Required work.
Set down each of the records below word for word, keeping every line unchanged.

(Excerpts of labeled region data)
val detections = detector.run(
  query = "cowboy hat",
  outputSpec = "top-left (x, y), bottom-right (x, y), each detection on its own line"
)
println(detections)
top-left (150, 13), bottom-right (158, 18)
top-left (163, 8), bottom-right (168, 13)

In response.
val detections = detector.run(
  query = "cowboy hat",
  outputSpec = "top-left (x, y), bottom-right (x, y), each detection on its own line"
)
println(detections)
top-left (150, 13), bottom-right (158, 18)
top-left (163, 8), bottom-right (168, 13)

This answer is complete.